::: TEXT
Samaritan works not only as a high-class thriller, but also as a study of the hidden consequences of altruism. The story stemmed from Price’s own experiences of trying to give something back to the deprived kids on his home turf.
“If I could generalise it, it’s about the intersection between, I dunno, narcissism and altruism,” he says. “Is it truly helping people if you’ve got one eye in the mirror admiring yourself helping people? Let’s say somebody needs money for something and you give it to them – that’s a clean deal. But if what you’re doing is implying that you’ll always be there for them, that’s nothing to do with dollars and cents, it’s got to do with this implied promise of spiritual support.”
By way of illustration, Price cites an incidence of helping out a single mother by playing male role model to her son for a day.
“You go off with this totally silent 11 or 12-year-old kid who’s never been out of the projects,” he says. “I take him across the river to New York city and spend the whole day with him, playing Santa Claus, either materially or via conversations, asking him about himself, being curious about him in a way nobody’s ever been before. And then, come the end of the day, I’m taking that kid back to his mother in the projects. And the kid, who’s never said thank you and never even smiled all day, in his mind he’s never had a day like that with an adult male, and his head’s on fire. I’m leaving that place, I’m thinking, ‘I wonder what’s on TV tonight?’
“I’m using myself as the sacrificial lamb in this story,” he continues, “but the fatal flaw is I don’t realise what I did to that kid, and because I don’t realise, it doesn’t ever bother me not to ever call that kid again. It’s playing with people’s lives. I don’t know how much press this got over with you, but there was an English teacher named Jonathan Levin in a very, very rough high school in the Bronx whose father was Gerald Levin, the head of Time Warner. And he cultivated a certain charismatic presence, he tended to make the students feel like it was him and them against the establishment, and he made himself extremely available, he’d give out his phone number and intercede for the kids with family.
::::::
::: RECORD EXTRACTS
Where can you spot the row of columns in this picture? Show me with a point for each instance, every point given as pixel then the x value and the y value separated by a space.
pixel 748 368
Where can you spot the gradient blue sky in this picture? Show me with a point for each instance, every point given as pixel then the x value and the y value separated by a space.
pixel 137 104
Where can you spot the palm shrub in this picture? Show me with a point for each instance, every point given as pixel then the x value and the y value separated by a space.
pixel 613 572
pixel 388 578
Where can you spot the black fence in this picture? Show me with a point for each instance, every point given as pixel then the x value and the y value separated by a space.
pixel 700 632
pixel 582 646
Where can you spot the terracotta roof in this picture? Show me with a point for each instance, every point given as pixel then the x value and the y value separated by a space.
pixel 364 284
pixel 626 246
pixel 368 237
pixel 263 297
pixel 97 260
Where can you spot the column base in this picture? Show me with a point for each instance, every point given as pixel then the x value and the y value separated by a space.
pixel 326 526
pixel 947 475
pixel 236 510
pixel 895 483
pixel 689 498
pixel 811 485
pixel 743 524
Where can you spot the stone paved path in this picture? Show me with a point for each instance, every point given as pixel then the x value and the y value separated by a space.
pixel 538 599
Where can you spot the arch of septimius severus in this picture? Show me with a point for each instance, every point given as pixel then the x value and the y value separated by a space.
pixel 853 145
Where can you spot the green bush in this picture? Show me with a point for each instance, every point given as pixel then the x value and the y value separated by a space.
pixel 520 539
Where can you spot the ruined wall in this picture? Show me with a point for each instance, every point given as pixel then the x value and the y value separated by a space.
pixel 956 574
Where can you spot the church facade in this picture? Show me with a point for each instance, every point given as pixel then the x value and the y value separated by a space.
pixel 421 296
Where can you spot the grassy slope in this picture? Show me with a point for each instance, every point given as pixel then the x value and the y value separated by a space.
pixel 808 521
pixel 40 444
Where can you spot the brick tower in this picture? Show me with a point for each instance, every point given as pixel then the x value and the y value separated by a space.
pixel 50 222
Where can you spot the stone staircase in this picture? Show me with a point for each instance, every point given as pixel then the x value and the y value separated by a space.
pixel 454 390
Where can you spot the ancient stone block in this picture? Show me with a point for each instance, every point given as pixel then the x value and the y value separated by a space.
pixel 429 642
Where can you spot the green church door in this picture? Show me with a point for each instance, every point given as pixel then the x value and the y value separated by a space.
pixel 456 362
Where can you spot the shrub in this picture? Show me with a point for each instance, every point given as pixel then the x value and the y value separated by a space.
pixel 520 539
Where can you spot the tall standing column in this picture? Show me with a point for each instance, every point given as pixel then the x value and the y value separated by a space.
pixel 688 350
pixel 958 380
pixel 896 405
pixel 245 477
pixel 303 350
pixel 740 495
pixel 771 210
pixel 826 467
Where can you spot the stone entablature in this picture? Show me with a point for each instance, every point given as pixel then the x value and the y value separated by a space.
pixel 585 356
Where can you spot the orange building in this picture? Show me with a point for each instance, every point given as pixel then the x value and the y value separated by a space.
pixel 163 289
::::::
→ **TO DO**: Reproduce the part of the Samaritan passage starting at "Samaritan works not" and ending at "his home turf.". The lines are unrelated to the Samaritan passage.

→ **ANSWER BOX**:
Samaritan works not only as a high-class thriller, but also as a study of the hidden consequences of altruism. The story stemmed from Price’s own experiences of trying to give something back to the deprived kids on his home turf.